[Given instruction A]
Repeat the passage on early risers from "The University of" to "for a mid-term.", substituting "Investigators" for "Researchers".

After quizzing over 1,000 adults about their everyday lives, the study found that those who jumped out of bed at  7 a.m. were generally healthier, thrived in the workplace, and were surveyed as having higher levels of happiness than those who started their day at around 9 a.m..

As a self-proclaimed night owl, I have always avoided early classes. My level of function before 10 a.m. is minimal, unless I have a double caramel macchiato in my system. However, this semester I have a class at 8:45 a.m., forcing me to jump-start my day while the birds are still chirping. Consequently, within these first three weeks of school, I have noticed a positive change in my daily routine. I am far more alert and productive during the day. I return e-mails, pay bills, complete most of my readings for class, and find that I am far less of a grouch. This is a positive change in attitude that former psychology PhD student at Concordia, Denise Jarrin, understands all too well.

“[The] general finding is that early risers do tend to have personality characteristics of being conscientious and open,” said Jarrin.

The University of Toronto examined the habits of two groups of people; young adults and older adults. Researchers found that older adults tend to rise early while young adults tend to sleep in until later hours of the day. This seems to ring true, especially for students who seem more prone to irregular sleeping patterns due to fluctuating school and work schedules. Implementing healthy sleep habits may come easier to someone working a nine-to-five job; however, it proves more difficult for those students trying to meet a deadline or cram for a mid-term.

[Given instruction B]
Convert the rows from the line with "Ground the white" to the line with "xmin=0 ymin=64 xmax=144 ymax=172" into a numbered list, leaving out any blank lines.

[Available records]

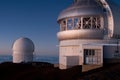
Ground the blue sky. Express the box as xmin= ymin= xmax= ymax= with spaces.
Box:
xmin=0 ymin=0 xmax=120 ymax=55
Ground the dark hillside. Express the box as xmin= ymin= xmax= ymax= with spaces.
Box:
xmin=0 ymin=62 xmax=120 ymax=80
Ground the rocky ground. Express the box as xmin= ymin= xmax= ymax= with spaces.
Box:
xmin=0 ymin=62 xmax=120 ymax=80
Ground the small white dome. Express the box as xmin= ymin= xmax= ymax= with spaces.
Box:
xmin=13 ymin=37 xmax=34 ymax=52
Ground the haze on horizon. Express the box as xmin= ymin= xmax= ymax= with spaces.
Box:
xmin=0 ymin=0 xmax=120 ymax=55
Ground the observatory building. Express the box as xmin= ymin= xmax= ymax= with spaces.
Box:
xmin=13 ymin=38 xmax=34 ymax=63
xmin=57 ymin=0 xmax=120 ymax=69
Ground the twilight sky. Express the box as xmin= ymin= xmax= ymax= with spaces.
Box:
xmin=0 ymin=0 xmax=120 ymax=55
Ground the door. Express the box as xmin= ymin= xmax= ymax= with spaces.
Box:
xmin=67 ymin=56 xmax=79 ymax=68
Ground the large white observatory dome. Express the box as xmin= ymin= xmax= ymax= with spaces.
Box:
xmin=13 ymin=38 xmax=34 ymax=63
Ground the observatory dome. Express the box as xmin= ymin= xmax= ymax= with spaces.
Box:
xmin=58 ymin=0 xmax=103 ymax=21
xmin=13 ymin=38 xmax=34 ymax=52
xmin=13 ymin=38 xmax=34 ymax=63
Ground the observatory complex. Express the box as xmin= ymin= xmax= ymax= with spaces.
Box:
xmin=57 ymin=0 xmax=120 ymax=69
xmin=13 ymin=37 xmax=34 ymax=63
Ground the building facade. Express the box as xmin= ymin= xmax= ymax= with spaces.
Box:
xmin=57 ymin=0 xmax=120 ymax=69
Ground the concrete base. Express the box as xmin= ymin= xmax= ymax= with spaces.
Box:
xmin=82 ymin=64 xmax=103 ymax=72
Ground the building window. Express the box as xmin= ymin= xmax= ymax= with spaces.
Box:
xmin=67 ymin=18 xmax=74 ymax=30
xmin=60 ymin=16 xmax=103 ymax=31
xmin=84 ymin=49 xmax=101 ymax=64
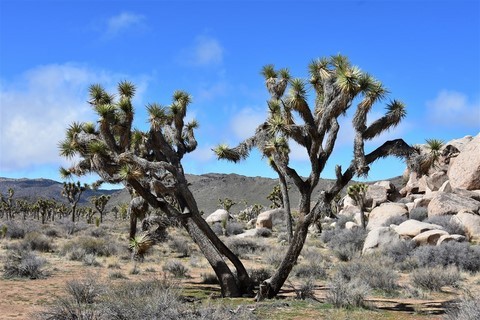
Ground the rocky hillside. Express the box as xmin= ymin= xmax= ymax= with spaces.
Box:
xmin=0 ymin=173 xmax=401 ymax=213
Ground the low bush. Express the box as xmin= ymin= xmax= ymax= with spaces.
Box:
xmin=413 ymin=241 xmax=480 ymax=272
xmin=445 ymin=297 xmax=480 ymax=320
xmin=5 ymin=221 xmax=26 ymax=239
xmin=3 ymin=249 xmax=47 ymax=279
xmin=61 ymin=236 xmax=121 ymax=260
xmin=225 ymin=237 xmax=265 ymax=258
xmin=338 ymin=256 xmax=399 ymax=294
xmin=162 ymin=260 xmax=188 ymax=278
xmin=249 ymin=268 xmax=273 ymax=286
xmin=168 ymin=237 xmax=191 ymax=258
xmin=22 ymin=231 xmax=53 ymax=252
xmin=410 ymin=266 xmax=461 ymax=291
xmin=201 ymin=273 xmax=219 ymax=284
xmin=293 ymin=263 xmax=327 ymax=279
xmin=325 ymin=275 xmax=370 ymax=308
xmin=225 ymin=221 xmax=245 ymax=236
xmin=321 ymin=228 xmax=367 ymax=261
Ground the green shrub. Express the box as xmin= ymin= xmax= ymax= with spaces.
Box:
xmin=445 ymin=297 xmax=480 ymax=320
xmin=225 ymin=237 xmax=265 ymax=258
xmin=325 ymin=275 xmax=370 ymax=308
xmin=3 ymin=249 xmax=47 ymax=279
xmin=168 ymin=237 xmax=191 ymax=258
xmin=413 ymin=241 xmax=480 ymax=272
xmin=249 ymin=268 xmax=273 ymax=286
xmin=338 ymin=256 xmax=399 ymax=294
xmin=162 ymin=260 xmax=188 ymax=278
xmin=410 ymin=266 xmax=461 ymax=291
xmin=22 ymin=231 xmax=53 ymax=252
xmin=321 ymin=228 xmax=367 ymax=261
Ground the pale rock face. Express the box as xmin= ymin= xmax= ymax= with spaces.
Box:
xmin=205 ymin=209 xmax=230 ymax=223
xmin=453 ymin=210 xmax=480 ymax=244
xmin=426 ymin=171 xmax=448 ymax=191
xmin=365 ymin=185 xmax=388 ymax=206
xmin=362 ymin=227 xmax=402 ymax=254
xmin=428 ymin=192 xmax=480 ymax=217
xmin=393 ymin=219 xmax=443 ymax=238
xmin=437 ymin=234 xmax=467 ymax=246
xmin=256 ymin=209 xmax=284 ymax=229
xmin=367 ymin=202 xmax=408 ymax=230
xmin=448 ymin=134 xmax=480 ymax=190
xmin=345 ymin=221 xmax=360 ymax=230
xmin=412 ymin=230 xmax=449 ymax=246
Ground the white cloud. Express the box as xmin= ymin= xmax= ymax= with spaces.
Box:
xmin=180 ymin=35 xmax=224 ymax=66
xmin=104 ymin=12 xmax=146 ymax=38
xmin=231 ymin=108 xmax=266 ymax=140
xmin=426 ymin=90 xmax=480 ymax=128
xmin=0 ymin=64 xmax=144 ymax=172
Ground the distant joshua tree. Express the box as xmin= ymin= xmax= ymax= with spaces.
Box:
xmin=215 ymin=55 xmax=416 ymax=300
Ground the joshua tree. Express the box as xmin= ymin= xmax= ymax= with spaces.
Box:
xmin=347 ymin=183 xmax=368 ymax=229
xmin=90 ymin=194 xmax=110 ymax=223
xmin=62 ymin=181 xmax=89 ymax=222
xmin=0 ymin=188 xmax=15 ymax=220
xmin=60 ymin=81 xmax=252 ymax=296
xmin=215 ymin=55 xmax=415 ymax=299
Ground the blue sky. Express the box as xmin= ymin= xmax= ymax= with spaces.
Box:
xmin=0 ymin=0 xmax=480 ymax=188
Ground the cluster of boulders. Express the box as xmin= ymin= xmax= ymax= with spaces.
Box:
xmin=339 ymin=134 xmax=480 ymax=253
xmin=206 ymin=134 xmax=480 ymax=253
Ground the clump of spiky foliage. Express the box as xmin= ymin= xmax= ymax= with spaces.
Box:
xmin=129 ymin=233 xmax=155 ymax=260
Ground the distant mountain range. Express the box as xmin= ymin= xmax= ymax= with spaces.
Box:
xmin=0 ymin=173 xmax=401 ymax=213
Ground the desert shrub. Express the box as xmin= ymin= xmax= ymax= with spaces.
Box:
xmin=263 ymin=248 xmax=285 ymax=268
xmin=413 ymin=241 xmax=480 ymax=272
xmin=5 ymin=221 xmax=26 ymax=239
xmin=425 ymin=215 xmax=465 ymax=236
xmin=249 ymin=268 xmax=273 ymax=286
xmin=225 ymin=237 xmax=265 ymax=258
xmin=108 ymin=271 xmax=128 ymax=279
xmin=22 ymin=231 xmax=53 ymax=252
xmin=408 ymin=207 xmax=428 ymax=221
xmin=201 ymin=273 xmax=219 ymax=284
xmin=338 ymin=256 xmax=398 ymax=294
xmin=335 ymin=214 xmax=355 ymax=229
xmin=168 ymin=237 xmax=191 ymax=258
xmin=445 ymin=297 xmax=480 ymax=320
xmin=43 ymin=227 xmax=62 ymax=238
xmin=381 ymin=240 xmax=418 ymax=271
xmin=325 ymin=275 xmax=370 ymax=308
xmin=290 ymin=278 xmax=315 ymax=300
xmin=90 ymin=227 xmax=107 ymax=238
xmin=83 ymin=253 xmax=102 ymax=267
xmin=225 ymin=221 xmax=245 ymax=236
xmin=382 ymin=216 xmax=408 ymax=227
xmin=100 ymin=279 xmax=185 ymax=320
xmin=3 ymin=249 xmax=47 ymax=279
xmin=61 ymin=236 xmax=120 ymax=260
xmin=293 ymin=263 xmax=327 ymax=279
xmin=65 ymin=275 xmax=105 ymax=304
xmin=162 ymin=260 xmax=188 ymax=278
xmin=321 ymin=228 xmax=367 ymax=261
xmin=410 ymin=266 xmax=461 ymax=291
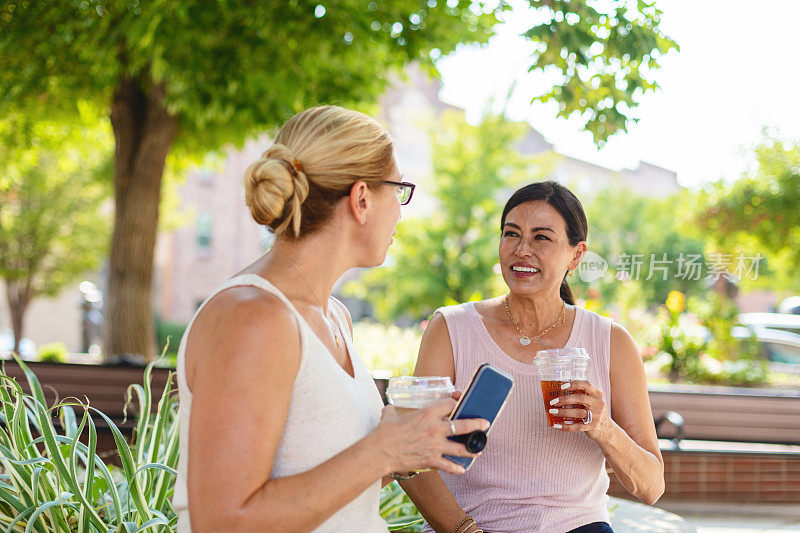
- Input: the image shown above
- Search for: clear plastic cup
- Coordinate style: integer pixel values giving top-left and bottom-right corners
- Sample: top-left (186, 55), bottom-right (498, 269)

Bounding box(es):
top-left (386, 376), bottom-right (456, 472)
top-left (386, 376), bottom-right (456, 411)
top-left (533, 348), bottom-right (589, 427)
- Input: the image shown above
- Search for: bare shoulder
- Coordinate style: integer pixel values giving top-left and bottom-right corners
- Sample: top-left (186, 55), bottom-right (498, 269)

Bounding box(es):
top-left (414, 313), bottom-right (455, 380)
top-left (475, 296), bottom-right (505, 319)
top-left (186, 286), bottom-right (300, 388)
top-left (331, 296), bottom-right (353, 337)
top-left (611, 322), bottom-right (641, 359)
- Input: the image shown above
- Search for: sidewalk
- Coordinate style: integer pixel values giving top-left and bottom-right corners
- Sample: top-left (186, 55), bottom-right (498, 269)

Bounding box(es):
top-left (657, 502), bottom-right (800, 533)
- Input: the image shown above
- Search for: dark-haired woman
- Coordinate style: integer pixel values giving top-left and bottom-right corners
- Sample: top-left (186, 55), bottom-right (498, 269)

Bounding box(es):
top-left (403, 182), bottom-right (664, 533)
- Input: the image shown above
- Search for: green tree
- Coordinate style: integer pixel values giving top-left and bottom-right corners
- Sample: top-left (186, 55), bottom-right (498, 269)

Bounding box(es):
top-left (348, 112), bottom-right (539, 320)
top-left (0, 105), bottom-right (111, 352)
top-left (694, 137), bottom-right (800, 290)
top-left (0, 0), bottom-right (674, 356)
top-left (574, 188), bottom-right (707, 308)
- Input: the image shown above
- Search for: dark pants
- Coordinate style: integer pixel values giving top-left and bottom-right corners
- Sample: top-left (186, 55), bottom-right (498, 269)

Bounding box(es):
top-left (567, 522), bottom-right (614, 533)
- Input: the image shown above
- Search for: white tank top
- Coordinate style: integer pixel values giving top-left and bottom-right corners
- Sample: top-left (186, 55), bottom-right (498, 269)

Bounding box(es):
top-left (172, 274), bottom-right (388, 533)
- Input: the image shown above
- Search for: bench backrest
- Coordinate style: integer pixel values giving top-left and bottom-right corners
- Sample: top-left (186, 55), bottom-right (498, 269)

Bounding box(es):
top-left (3, 360), bottom-right (174, 420)
top-left (650, 387), bottom-right (800, 444)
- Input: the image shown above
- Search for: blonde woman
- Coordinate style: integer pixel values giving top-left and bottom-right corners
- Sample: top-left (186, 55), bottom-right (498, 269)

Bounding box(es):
top-left (174, 106), bottom-right (488, 532)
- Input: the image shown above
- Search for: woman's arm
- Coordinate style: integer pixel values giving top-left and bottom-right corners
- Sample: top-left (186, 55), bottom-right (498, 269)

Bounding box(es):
top-left (400, 313), bottom-right (478, 533)
top-left (554, 324), bottom-right (664, 505)
top-left (187, 294), bottom-right (484, 532)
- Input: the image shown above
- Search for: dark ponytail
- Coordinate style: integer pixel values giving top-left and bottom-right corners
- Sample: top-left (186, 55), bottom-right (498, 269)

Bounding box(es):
top-left (500, 181), bottom-right (589, 305)
top-left (558, 274), bottom-right (575, 305)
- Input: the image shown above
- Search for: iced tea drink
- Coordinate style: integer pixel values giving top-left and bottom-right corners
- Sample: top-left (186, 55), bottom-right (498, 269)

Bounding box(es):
top-left (533, 348), bottom-right (589, 427)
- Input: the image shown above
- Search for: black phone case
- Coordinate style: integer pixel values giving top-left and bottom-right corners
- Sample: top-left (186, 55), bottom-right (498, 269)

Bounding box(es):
top-left (444, 363), bottom-right (514, 470)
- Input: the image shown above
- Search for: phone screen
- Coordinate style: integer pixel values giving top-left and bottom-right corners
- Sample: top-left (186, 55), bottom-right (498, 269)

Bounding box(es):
top-left (445, 364), bottom-right (514, 468)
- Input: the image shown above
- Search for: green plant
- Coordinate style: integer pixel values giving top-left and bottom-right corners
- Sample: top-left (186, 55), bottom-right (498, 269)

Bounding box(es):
top-left (156, 317), bottom-right (187, 356)
top-left (38, 342), bottom-right (67, 363)
top-left (0, 359), bottom-right (178, 533)
top-left (658, 291), bottom-right (708, 381)
top-left (353, 321), bottom-right (423, 376)
top-left (380, 481), bottom-right (423, 533)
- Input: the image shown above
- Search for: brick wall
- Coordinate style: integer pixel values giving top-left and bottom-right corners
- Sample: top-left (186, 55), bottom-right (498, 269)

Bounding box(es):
top-left (608, 450), bottom-right (800, 505)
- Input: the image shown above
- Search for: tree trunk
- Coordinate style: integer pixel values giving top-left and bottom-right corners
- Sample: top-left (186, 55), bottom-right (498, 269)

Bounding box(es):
top-left (6, 281), bottom-right (30, 355)
top-left (104, 79), bottom-right (177, 362)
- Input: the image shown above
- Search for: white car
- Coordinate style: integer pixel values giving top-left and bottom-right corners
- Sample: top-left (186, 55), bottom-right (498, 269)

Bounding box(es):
top-left (0, 330), bottom-right (36, 359)
top-left (731, 313), bottom-right (800, 373)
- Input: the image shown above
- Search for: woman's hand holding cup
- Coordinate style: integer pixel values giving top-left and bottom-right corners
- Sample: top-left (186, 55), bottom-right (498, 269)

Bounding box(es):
top-left (378, 398), bottom-right (489, 474)
top-left (548, 380), bottom-right (610, 441)
top-left (378, 376), bottom-right (489, 474)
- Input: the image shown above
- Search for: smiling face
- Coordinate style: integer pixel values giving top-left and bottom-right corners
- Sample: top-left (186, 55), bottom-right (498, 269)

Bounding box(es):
top-left (499, 200), bottom-right (586, 295)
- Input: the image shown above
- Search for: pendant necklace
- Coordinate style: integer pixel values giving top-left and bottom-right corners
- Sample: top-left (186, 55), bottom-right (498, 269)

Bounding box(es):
top-left (505, 294), bottom-right (567, 346)
top-left (276, 250), bottom-right (342, 348)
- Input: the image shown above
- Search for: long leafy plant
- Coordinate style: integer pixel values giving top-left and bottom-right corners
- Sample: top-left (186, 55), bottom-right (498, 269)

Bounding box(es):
top-left (0, 359), bottom-right (422, 533)
top-left (0, 359), bottom-right (178, 533)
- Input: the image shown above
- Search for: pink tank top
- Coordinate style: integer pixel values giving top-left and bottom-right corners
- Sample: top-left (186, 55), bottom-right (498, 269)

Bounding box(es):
top-left (426, 302), bottom-right (612, 533)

[Complete response A]
The University of Toronto examined the habits of two groups of people; young adults and older adults. Investigators found that older adults tend to rise early while young adults tend to sleep in until later hours of the day. This seems to ring true, especially for students who seem more prone to irregular sleeping patterns due to fluctuating school and work schedules. Implementing healthy sleep habits may come easier to someone working a nine-to-five job; however, it proves more difficult for those students trying to meet a deadline or cram for a mid-term.

[Complete response B]
1. Ground the white cloud. Express the box as xmin= ymin= xmax= ymax= with spaces.
2. Box:
3. xmin=180 ymin=35 xmax=224 ymax=66
4. xmin=104 ymin=12 xmax=146 ymax=38
5. xmin=231 ymin=108 xmax=266 ymax=140
6. xmin=426 ymin=90 xmax=480 ymax=128
7. xmin=0 ymin=64 xmax=144 ymax=172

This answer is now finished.